EXERCISE AIM>
Across the listing below, count the lines containing "child". Answer with that number only.

━━━━━━

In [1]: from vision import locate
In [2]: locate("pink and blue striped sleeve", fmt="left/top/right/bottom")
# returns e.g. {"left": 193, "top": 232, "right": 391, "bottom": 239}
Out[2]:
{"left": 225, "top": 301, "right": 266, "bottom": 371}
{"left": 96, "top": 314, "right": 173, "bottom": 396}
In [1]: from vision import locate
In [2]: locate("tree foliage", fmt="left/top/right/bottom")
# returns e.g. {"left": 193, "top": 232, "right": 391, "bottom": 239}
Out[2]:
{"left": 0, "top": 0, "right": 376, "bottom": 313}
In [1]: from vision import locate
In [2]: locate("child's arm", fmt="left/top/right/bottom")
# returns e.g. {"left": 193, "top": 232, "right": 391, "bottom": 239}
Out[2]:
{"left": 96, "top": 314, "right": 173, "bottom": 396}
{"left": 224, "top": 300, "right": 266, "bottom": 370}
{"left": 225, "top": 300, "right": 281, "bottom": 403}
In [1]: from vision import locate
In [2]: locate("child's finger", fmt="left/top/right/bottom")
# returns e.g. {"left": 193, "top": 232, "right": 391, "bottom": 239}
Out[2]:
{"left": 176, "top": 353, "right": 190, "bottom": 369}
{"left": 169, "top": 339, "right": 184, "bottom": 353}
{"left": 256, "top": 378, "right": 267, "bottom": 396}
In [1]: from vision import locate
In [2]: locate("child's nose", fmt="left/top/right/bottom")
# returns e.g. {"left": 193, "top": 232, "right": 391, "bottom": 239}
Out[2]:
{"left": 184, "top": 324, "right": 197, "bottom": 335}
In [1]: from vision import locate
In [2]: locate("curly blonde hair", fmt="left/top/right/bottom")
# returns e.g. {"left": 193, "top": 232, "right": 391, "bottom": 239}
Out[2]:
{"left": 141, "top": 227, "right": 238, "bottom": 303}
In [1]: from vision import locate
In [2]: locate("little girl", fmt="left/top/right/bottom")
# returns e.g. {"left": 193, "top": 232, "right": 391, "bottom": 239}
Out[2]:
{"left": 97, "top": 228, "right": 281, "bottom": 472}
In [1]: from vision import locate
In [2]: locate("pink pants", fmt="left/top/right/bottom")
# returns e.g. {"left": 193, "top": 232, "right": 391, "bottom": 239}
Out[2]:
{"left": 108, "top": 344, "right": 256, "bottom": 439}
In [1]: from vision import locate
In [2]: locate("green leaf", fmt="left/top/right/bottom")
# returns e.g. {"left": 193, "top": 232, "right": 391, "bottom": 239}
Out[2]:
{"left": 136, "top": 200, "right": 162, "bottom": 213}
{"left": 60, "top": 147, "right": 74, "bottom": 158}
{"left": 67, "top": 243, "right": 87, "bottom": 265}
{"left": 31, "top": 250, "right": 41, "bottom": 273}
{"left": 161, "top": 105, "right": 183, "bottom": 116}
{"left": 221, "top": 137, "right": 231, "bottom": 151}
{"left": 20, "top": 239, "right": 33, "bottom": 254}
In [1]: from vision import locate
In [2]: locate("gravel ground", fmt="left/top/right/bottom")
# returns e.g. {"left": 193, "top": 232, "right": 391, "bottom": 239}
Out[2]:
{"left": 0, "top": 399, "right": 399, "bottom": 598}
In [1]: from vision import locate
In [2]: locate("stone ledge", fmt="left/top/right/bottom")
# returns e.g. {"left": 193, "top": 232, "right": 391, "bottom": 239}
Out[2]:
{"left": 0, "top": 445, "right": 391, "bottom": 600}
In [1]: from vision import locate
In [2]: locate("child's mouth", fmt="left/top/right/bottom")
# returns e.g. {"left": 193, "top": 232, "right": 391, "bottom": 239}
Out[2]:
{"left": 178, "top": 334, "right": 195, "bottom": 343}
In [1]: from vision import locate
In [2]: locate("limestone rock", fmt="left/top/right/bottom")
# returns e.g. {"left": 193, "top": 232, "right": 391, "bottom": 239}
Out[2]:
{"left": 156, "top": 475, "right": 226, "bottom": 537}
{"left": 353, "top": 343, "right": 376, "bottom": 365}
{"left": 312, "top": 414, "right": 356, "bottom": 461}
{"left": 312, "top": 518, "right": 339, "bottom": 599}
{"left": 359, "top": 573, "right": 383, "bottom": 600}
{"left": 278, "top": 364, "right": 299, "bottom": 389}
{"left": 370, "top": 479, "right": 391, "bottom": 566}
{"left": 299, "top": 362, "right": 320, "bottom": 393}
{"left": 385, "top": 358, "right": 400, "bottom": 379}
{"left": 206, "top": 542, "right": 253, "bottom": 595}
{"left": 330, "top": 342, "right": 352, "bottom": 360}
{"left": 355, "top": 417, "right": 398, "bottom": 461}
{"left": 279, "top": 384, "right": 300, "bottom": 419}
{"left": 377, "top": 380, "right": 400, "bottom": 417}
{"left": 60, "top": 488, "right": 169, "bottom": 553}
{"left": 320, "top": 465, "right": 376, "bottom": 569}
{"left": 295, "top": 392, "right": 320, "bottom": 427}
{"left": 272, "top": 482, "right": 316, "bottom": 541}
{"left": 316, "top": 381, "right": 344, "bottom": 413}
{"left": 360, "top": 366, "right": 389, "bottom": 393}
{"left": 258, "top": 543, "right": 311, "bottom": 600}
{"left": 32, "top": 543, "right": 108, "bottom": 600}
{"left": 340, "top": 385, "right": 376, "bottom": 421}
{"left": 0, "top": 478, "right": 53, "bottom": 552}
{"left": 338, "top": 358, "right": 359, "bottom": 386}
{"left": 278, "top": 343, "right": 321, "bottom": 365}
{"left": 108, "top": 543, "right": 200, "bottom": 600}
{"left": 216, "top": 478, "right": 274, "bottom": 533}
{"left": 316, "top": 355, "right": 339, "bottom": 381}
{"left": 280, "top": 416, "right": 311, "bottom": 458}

━━━━━━

ANSWER SPACE>
4